__Source__
This article does not explain this bill properly. Yes its all done the fist fuck the sheeple, but if you read below the article written by a very good Florida Foreclosure defense lawyer, you will understand this bill a bit better. Will Scott sign it? Only if his boss ” The Banksters” give him a green light. Your words and letters mean nothing to him. PLEASE READ BELOW.
Summarizing Florida’s New Legislation and a Plea to the People
Posted on May 6th, 2013 by Mark Stopa
You probably know by now that HB87 passed in the House and the Senate and will become law unless Governor Rick Scott vetoes it, which is not expected. This legislation changes the landscape of foreclosure defense in some significant ways. Let’s summarize (bearing in mind that this is purely a summary and there’s no substitute for knowing the precise language of the new bill or, better yet, hiring an experienced lawyer who does):
1. Finality of Judgment: Once a final judgment is entered in a mortgage foreclosure case, the property is sold to a third-party, and the appeal time has run, the mortgagor is precluded from getting title to the property back, even if the foreclosure was wrongful. Instead of being able to ask for the judgment to be vacated under Fla.R.Civ.P. 1.540 up to a year after the judgment was entered – or, in some circumstances, many years post-judgment – the homeowner’s remedy is now limited to claims for money damages.
For obvious reasons, the title insurance industry was the driving force behind this aspect of the bill. After all, if homeowners can’t make claims to get their foreclosed properties back, that’s a green light for title insurance companies to issue title insurance policies without fear of paying out claims.
2. Order to Show Cause: Expedited Foreclosure: Any lienholder (to include condo associations and homeowners’ associations) can ask the Court to issue an Order to show cause, forcing the homeowner to come to court and convince the Court not to enter an expedited foreclosure judgment. If the homeowner doesn’t file the appropriate paperwork/defenses, a foreclosure judgment is entered at that hearing. This sounds bad, but it’s similar to the existing version of Fla. Stat. 702.10, except it now enables any lienholder (as opposed to just the bank) to request the show cause hearing.

__Given request A__
In the Florida foreclosure text, which industry drove the finality-of-judgment part of the bill?
__Given request B__
Carry the Florida foreclosure text forward from its last sentence.

Rows from a dataset
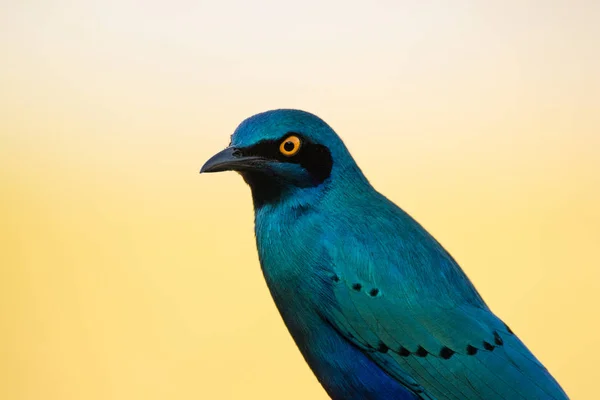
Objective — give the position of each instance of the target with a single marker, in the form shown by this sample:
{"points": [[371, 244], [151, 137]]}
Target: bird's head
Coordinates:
{"points": [[285, 152]]}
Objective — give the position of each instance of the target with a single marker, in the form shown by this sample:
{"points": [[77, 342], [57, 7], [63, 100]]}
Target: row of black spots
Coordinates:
{"points": [[358, 287]]}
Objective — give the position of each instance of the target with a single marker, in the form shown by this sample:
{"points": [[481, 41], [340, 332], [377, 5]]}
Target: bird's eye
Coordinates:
{"points": [[290, 146]]}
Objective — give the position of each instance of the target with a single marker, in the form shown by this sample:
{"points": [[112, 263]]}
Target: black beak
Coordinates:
{"points": [[232, 159]]}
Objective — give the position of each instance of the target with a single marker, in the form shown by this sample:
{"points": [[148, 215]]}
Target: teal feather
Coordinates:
{"points": [[378, 308]]}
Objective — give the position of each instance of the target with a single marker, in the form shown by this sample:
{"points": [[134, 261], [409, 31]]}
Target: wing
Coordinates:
{"points": [[436, 345]]}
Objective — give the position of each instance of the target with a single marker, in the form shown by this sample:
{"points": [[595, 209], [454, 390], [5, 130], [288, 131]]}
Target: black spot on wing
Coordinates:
{"points": [[488, 346], [382, 348], [497, 339]]}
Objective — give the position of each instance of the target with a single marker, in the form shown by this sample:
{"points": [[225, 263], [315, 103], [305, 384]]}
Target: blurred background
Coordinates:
{"points": [[124, 274]]}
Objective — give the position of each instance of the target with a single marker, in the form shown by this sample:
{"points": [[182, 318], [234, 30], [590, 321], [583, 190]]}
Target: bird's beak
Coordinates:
{"points": [[231, 159]]}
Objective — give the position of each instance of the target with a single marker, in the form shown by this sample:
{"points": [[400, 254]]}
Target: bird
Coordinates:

__Exercise output A__
The title insurance industry.

__Exercise output B__
The condo and homeowners’ associations were the driving force behind this aspect of the bill. They believe this will give them leverage to accelerate the mortgage foreclosure lawsuit when the bank is slow to prosecute the case. Are they right? My thoughts are below.
3. Order to Show Cause: Monthly Mortgage Payments: If a residential property is not owner-occupied, the plaintiff can ask the court to require the mortgagor to make normal monthly mortgage payments to the plaintiff during the foreclosure case. If those payments are not made, then the mortgagor is removed from possession of the property even before the case is over. If this happens, the homeowner can still defend the lawsuit, but will be removed from possession before the case is over.
4. Statute of Limitations: On claims for deficiency, reduced to one year.
5. Pleading requirements: The new bill imposed a few new pleading requirements for plaintiffs.
(a) The foreclosure plaintiff must plead it is the “holder” or its specific factual basis to foreclose in its Complaint. This codifies what defense attorneys have been arguing in motions to dismiss for many months – it’s not enough to say you’re entitled to foreclose, you have to plead ultimate facts.
(b) If the plaintiff is suing on behalf of another entity, it must identify the document which sets forth that authority.
(c) The plaintiff must file a certification under oath, upon filing suit, that it possesses the original Note. If the note is lost, it must file an affidavit detailing the chain of assignments/transfers and must attach documents showing how ownership was acquired.
My thoughts:
I’ll spare you my rants here – of which there are many – about the process in which this bill was enacted and the small handful of people who drove the train. Instead, I’ll share my views on how these issues will play out in everyday practice.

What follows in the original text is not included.